- What you are asked to do
Copy the stretch from the line containing "Could you mark the region of every instance of the distant" through the end of the rows, replacing "whole pixels" with "integer pixels" and leaving everything else unchanged.

____________________

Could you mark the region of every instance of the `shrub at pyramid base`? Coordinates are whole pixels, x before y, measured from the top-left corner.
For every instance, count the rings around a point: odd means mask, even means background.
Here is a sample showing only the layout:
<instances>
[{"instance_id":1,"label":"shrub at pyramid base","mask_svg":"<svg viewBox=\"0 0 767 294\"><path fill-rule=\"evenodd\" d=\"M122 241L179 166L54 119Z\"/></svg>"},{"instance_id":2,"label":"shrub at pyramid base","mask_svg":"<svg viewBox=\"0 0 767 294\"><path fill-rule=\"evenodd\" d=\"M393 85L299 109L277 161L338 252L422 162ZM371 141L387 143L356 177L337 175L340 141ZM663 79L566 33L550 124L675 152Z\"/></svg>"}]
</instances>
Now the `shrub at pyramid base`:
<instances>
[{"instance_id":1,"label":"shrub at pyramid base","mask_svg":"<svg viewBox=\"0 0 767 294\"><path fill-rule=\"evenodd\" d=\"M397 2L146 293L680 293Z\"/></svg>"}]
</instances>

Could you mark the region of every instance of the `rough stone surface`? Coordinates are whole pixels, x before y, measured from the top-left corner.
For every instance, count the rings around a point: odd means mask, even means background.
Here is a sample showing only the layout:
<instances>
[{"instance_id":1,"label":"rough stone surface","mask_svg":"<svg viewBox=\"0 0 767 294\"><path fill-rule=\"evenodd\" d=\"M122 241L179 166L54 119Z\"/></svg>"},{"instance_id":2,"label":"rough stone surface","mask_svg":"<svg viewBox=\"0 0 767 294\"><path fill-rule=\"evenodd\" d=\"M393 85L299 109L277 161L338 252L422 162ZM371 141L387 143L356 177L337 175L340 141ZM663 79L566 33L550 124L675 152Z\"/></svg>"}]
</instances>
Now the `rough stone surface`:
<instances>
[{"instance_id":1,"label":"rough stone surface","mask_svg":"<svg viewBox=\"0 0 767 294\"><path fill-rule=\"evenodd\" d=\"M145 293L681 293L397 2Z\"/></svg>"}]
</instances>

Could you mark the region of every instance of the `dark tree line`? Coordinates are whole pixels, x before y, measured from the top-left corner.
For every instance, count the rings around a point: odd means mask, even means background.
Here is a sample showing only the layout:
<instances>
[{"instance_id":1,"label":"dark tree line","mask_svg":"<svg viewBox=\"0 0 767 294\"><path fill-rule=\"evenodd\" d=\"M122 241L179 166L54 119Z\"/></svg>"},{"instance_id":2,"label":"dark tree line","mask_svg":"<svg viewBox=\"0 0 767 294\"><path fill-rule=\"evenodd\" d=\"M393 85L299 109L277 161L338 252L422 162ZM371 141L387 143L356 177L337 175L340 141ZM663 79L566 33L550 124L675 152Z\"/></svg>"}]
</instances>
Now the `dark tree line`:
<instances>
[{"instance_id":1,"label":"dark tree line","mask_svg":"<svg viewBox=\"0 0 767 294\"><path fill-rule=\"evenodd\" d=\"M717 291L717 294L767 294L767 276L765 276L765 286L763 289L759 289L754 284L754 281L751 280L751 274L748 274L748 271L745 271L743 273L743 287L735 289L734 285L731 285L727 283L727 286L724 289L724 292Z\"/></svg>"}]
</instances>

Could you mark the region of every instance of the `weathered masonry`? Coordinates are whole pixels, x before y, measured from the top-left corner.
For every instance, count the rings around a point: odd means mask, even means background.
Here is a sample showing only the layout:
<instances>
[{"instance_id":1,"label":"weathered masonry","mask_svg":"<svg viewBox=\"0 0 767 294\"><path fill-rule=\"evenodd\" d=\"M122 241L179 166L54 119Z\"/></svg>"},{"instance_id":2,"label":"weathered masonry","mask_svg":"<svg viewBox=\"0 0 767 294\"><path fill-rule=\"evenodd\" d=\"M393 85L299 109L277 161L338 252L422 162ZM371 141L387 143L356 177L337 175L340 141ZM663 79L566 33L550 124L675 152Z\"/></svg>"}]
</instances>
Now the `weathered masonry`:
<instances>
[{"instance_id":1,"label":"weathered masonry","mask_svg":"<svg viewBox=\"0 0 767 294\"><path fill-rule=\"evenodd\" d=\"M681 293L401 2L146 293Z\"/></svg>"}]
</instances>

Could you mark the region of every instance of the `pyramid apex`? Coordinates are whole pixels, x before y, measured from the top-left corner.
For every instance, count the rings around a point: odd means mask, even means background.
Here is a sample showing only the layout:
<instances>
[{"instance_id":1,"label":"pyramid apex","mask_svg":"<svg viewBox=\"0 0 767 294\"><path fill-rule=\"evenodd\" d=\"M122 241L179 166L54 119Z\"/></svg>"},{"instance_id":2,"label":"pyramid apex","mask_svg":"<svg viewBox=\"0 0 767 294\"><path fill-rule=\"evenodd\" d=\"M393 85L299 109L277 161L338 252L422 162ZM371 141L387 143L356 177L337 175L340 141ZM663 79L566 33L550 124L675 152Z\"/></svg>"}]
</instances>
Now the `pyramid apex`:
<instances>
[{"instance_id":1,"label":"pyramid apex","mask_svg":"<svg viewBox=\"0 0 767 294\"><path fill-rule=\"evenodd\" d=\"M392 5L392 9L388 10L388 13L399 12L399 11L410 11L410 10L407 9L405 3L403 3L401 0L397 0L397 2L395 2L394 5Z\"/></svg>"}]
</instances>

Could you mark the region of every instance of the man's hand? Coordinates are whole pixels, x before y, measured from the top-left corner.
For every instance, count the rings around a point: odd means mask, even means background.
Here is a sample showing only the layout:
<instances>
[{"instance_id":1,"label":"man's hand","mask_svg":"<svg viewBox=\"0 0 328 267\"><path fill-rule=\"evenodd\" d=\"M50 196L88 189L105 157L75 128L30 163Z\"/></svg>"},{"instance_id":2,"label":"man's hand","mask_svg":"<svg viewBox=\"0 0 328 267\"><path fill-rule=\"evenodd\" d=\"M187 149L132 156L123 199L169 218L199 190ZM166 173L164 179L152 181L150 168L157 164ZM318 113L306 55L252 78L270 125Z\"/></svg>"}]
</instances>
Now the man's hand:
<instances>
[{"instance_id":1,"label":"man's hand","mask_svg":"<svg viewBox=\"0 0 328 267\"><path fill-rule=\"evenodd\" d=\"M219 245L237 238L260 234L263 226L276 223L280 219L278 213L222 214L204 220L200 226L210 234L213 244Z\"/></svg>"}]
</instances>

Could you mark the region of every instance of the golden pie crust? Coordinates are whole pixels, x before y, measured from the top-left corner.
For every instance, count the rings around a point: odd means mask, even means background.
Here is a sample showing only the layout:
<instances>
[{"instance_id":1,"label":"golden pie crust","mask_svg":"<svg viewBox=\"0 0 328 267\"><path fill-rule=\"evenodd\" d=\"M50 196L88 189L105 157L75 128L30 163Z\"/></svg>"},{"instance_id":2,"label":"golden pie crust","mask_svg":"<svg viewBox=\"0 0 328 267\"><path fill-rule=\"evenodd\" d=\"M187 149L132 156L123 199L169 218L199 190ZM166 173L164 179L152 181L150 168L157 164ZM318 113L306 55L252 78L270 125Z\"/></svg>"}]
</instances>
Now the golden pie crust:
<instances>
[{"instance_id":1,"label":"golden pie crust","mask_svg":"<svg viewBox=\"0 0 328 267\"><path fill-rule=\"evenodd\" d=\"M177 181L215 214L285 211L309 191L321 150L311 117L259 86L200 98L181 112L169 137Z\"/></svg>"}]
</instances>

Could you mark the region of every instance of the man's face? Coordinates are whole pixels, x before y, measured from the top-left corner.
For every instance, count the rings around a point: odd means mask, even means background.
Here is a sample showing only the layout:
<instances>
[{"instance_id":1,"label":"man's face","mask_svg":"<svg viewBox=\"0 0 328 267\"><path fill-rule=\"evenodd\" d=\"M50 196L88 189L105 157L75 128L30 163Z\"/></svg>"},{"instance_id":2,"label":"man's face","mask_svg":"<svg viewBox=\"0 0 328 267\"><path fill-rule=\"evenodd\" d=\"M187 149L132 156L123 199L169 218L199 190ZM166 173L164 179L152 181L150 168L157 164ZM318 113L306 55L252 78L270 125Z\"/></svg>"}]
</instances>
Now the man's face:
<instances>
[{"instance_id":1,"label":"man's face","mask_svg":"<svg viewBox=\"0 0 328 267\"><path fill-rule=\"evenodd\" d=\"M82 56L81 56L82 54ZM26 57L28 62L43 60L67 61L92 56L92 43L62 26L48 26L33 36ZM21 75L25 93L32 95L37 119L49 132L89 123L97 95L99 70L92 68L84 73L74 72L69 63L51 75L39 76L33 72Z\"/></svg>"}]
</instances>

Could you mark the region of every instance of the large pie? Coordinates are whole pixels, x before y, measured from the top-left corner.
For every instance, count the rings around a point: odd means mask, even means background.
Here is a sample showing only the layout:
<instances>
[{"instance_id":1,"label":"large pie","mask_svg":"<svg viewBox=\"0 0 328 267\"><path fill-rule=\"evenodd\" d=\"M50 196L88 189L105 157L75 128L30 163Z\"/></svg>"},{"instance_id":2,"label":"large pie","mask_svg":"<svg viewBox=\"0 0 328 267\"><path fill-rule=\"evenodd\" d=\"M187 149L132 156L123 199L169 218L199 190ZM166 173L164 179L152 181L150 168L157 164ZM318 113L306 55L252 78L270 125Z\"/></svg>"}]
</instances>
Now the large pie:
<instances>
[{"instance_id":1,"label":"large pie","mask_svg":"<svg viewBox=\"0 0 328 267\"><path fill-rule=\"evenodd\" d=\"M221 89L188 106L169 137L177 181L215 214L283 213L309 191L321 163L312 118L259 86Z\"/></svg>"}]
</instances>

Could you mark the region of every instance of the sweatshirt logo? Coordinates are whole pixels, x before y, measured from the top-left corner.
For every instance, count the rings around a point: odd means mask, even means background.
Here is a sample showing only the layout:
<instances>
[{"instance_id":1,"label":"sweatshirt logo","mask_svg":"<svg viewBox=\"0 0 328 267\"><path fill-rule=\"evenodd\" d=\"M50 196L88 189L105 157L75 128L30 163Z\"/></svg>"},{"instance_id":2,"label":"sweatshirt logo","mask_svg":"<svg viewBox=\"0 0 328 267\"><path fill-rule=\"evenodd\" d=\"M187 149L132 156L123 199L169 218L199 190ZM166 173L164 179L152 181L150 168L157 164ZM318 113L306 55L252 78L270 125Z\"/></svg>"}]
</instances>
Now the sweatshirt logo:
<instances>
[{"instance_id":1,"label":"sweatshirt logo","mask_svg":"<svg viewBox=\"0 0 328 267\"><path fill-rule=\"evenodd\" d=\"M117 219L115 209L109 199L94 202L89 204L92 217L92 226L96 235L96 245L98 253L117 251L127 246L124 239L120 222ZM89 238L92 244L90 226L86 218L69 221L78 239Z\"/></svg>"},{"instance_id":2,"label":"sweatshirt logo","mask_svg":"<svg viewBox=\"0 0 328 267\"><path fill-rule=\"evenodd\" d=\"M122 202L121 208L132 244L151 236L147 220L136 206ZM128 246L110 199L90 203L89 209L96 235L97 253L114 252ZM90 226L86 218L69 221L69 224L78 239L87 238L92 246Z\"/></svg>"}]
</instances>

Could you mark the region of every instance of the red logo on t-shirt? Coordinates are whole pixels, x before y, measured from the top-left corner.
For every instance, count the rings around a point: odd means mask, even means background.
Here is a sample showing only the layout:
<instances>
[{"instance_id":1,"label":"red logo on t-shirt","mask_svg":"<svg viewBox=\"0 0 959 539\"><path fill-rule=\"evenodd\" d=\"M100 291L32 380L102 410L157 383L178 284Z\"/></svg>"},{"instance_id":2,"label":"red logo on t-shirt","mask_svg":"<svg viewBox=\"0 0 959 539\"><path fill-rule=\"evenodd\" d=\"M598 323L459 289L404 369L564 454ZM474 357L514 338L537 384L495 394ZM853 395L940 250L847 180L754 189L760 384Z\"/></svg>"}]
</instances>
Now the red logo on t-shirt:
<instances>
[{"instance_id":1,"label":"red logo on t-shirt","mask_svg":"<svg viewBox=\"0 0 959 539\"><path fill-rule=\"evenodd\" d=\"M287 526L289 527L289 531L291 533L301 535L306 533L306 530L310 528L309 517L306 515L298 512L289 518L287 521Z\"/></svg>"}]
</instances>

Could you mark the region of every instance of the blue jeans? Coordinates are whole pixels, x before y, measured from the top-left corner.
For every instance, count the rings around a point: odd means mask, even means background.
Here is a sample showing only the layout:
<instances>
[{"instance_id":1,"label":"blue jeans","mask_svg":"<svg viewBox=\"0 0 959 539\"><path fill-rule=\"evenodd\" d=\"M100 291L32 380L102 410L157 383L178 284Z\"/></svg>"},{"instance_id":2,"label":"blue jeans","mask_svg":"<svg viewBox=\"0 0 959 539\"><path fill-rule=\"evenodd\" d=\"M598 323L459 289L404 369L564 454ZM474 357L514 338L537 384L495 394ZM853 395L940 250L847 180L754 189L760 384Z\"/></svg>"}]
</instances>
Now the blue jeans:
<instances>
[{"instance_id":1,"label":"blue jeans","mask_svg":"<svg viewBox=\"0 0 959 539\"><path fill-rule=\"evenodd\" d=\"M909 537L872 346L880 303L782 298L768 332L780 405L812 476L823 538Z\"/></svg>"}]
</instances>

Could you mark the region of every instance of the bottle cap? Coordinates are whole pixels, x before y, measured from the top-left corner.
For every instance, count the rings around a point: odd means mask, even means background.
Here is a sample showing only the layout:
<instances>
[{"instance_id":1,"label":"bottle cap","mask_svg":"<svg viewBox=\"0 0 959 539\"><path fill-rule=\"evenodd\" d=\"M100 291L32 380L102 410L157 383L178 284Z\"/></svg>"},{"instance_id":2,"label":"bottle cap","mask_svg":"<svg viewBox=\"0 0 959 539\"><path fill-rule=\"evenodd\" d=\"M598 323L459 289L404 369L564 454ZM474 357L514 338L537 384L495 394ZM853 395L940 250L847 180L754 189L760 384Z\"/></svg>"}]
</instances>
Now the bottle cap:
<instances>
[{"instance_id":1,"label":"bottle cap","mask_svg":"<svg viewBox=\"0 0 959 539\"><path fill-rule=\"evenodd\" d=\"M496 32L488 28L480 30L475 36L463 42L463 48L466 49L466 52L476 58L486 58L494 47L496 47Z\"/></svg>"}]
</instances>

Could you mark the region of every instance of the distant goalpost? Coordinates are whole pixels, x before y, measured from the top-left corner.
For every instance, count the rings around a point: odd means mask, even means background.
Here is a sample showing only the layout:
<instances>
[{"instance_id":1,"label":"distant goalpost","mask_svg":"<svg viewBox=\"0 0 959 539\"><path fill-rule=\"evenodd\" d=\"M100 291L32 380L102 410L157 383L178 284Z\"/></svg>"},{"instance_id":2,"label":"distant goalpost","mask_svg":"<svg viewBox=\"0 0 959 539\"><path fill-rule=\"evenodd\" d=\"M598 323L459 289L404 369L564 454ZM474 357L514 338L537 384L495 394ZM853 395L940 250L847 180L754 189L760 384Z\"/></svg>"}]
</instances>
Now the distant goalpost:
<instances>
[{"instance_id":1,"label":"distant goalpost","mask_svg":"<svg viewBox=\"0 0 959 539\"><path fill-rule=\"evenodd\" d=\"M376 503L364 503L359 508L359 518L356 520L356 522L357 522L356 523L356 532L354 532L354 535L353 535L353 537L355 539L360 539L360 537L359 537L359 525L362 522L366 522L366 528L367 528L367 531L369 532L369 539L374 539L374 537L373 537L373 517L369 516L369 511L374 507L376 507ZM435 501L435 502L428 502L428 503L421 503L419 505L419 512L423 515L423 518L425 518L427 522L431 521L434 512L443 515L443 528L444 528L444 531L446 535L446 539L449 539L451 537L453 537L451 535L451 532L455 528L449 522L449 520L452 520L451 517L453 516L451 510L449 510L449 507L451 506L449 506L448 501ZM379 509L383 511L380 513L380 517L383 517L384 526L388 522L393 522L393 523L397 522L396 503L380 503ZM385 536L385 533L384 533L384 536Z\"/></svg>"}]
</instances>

____________________

- Task solution
Could you mark the region of every instance of the distant goalpost? Coordinates are integer pixels, x before y, measured from the top-left corner.
For every instance, count the rings around a point: odd means mask, even means background.
Here is a sample showing only the layout:
<instances>
[{"instance_id":1,"label":"distant goalpost","mask_svg":"<svg viewBox=\"0 0 959 539\"><path fill-rule=\"evenodd\" d=\"M100 291L32 380L102 410L157 383L178 284Z\"/></svg>"},{"instance_id":2,"label":"distant goalpost","mask_svg":"<svg viewBox=\"0 0 959 539\"><path fill-rule=\"evenodd\" d=\"M598 323L459 289L404 369L564 454ZM474 357L514 338L537 384L495 394ZM853 395L940 250L847 180L754 189L760 384Z\"/></svg>"}]
</instances>
Now the distant goalpost:
<instances>
[{"instance_id":1,"label":"distant goalpost","mask_svg":"<svg viewBox=\"0 0 959 539\"><path fill-rule=\"evenodd\" d=\"M376 503L364 503L359 508L359 518L356 520L356 522L357 522L356 523L356 532L354 532L354 535L353 535L353 537L355 539L360 539L360 537L359 537L359 525L362 522L366 522L366 528L367 528L367 531L369 532L369 539L374 539L374 537L373 537L373 517L369 516L369 511L374 507L376 507ZM435 501L435 502L428 502L428 503L421 503L419 505L419 512L423 515L423 518L425 518L427 522L431 521L434 512L443 515L443 528L444 528L444 531L446 535L446 539L449 539L451 537L453 537L451 535L451 532L455 528L449 522L449 520L452 520L451 517L453 516L451 510L449 510L449 507L451 506L449 506L448 501ZM379 509L383 511L380 513L380 517L383 517L384 526L388 522L393 522L393 523L397 522L396 503L380 503ZM385 536L385 533L384 533L384 536Z\"/></svg>"}]
</instances>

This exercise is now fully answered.